Pointing records
=-=-=

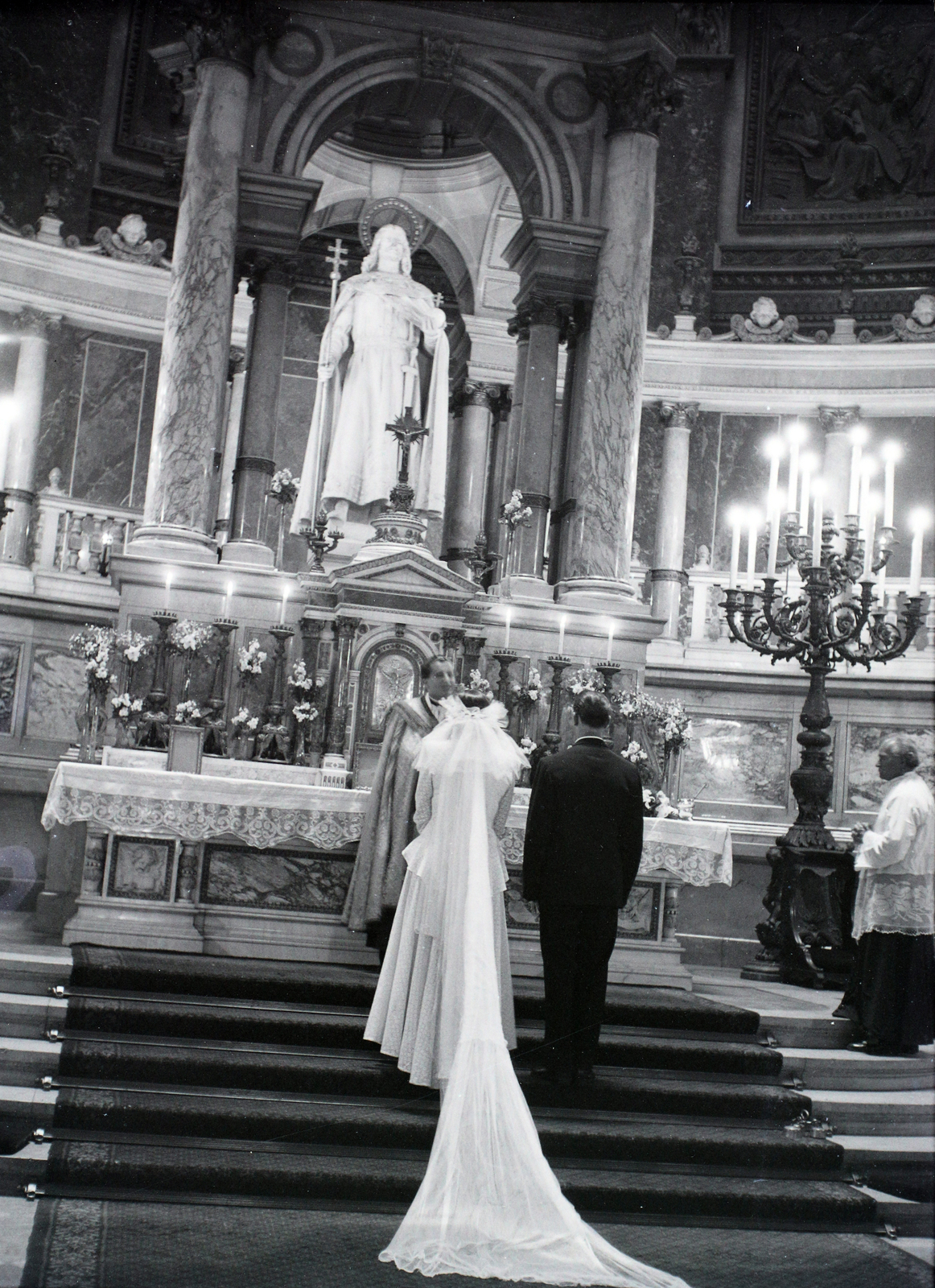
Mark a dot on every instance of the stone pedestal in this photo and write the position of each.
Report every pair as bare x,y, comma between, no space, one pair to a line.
670,523
196,339
467,499
255,465
604,442
19,477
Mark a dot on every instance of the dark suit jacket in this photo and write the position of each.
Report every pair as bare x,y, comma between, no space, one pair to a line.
583,831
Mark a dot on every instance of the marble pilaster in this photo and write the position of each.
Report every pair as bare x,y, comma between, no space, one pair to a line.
670,523
232,437
536,437
602,469
838,424
196,341
469,474
19,474
255,465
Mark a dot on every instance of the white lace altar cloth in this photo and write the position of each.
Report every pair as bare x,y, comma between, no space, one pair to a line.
196,808
261,815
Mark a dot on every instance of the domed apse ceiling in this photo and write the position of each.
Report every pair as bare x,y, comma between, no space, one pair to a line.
409,120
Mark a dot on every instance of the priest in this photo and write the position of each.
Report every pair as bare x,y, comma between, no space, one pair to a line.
388,824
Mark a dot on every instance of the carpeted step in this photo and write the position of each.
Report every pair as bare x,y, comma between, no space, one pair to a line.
79,1166
375,1126
126,970
349,1073
298,1026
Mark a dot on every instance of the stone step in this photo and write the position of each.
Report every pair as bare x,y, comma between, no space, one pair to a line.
876,1113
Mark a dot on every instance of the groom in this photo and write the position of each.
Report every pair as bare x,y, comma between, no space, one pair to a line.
583,837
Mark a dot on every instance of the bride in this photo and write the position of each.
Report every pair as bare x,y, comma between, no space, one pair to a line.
488,1204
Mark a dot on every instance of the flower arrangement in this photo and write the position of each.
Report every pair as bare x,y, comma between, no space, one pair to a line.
244,723
514,513
188,712
529,695
585,680
188,637
283,487
250,658
126,706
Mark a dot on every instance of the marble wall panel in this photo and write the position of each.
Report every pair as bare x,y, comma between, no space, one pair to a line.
57,691
864,787
10,667
737,762
109,414
141,869
270,879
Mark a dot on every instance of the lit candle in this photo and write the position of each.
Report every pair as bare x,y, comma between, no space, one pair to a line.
918,522
796,436
870,532
774,450
751,547
817,519
735,522
858,438
892,452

=-=-=

Transcribe the records above exactly, leaving out every picture.

Expected answer =>
Mark a dot on every instance of the stone pedestal in this photo and write the position of each.
Report every pair as bare x,y, comma between, no space, one pair to a line.
670,523
196,339
467,499
255,465
604,442
19,477
Mark a dot on every instance of the dark suit jacket in this photo and write the position of each.
Report every pair as bare x,y, comma between, no space, one pair to a line.
583,831
Mark a dot on every instance of the marble pilaster in this photo and write the position of each.
Report every pair as bare x,y, comma between, no space, one pair to a line.
670,523
232,437
536,437
602,469
838,424
196,341
469,474
19,474
255,465
Mark a dot on every instance of the white lace altar cloth in this photo and write the position of each.
Report every pair as bare x,y, comma between, no space, one pair to a line.
196,808
261,815
Mark a dot on every instance of the domed apse ceiling in this photo and write the position of each.
Report every pair as bare x,y, comma between, no space, one pair to a line.
409,120
Mark a dot on every instance of the priest in this photo and write the position of each.
Report every pair as bare x,y, comma between, no space, one pair to a line.
388,824
Mark a dot on every instance of the carpeted step in this photo and write the position of each.
Report every pair as bare x,y, comma between, no space, one pair to a line.
79,1166
375,1126
126,970
349,1073
298,1026
Mark a dot on every instance of the stone step in this photo and write the position of each.
Report every pair as bare x,y, comma between, no space, one pair to a line.
876,1113
Mark a dot on every instance of the groom in this photo and write the position of each.
Report every pair as bare x,y, comma between, no space, one pair to a line.
583,837
Mark a dot on every instance of the bride in this photo and write the position of each.
Report every pair as bare x,y, comma between, no space, one pair to a line.
488,1204
Mark a dot on every instance of the flower arrangement in this photo and write the position of each.
Report every pair as bare x,y, comma between, no space, one pair to a line.
244,723
514,513
188,712
529,695
585,680
188,637
283,487
250,658
126,706
Mark a dot on every instance of the marble wall panel in this photo and write the position of each.
Report every pair as bare x,y, comma between, no space, one pair to a line.
57,691
864,787
10,667
737,762
109,414
141,869
270,879
Mark a dot on every instance of the lit candle in this photo and write the position of each.
Report every pair as bare x,y, comma between, no space, one pair to a line.
918,522
796,436
870,532
774,450
751,547
817,519
735,522
858,438
892,452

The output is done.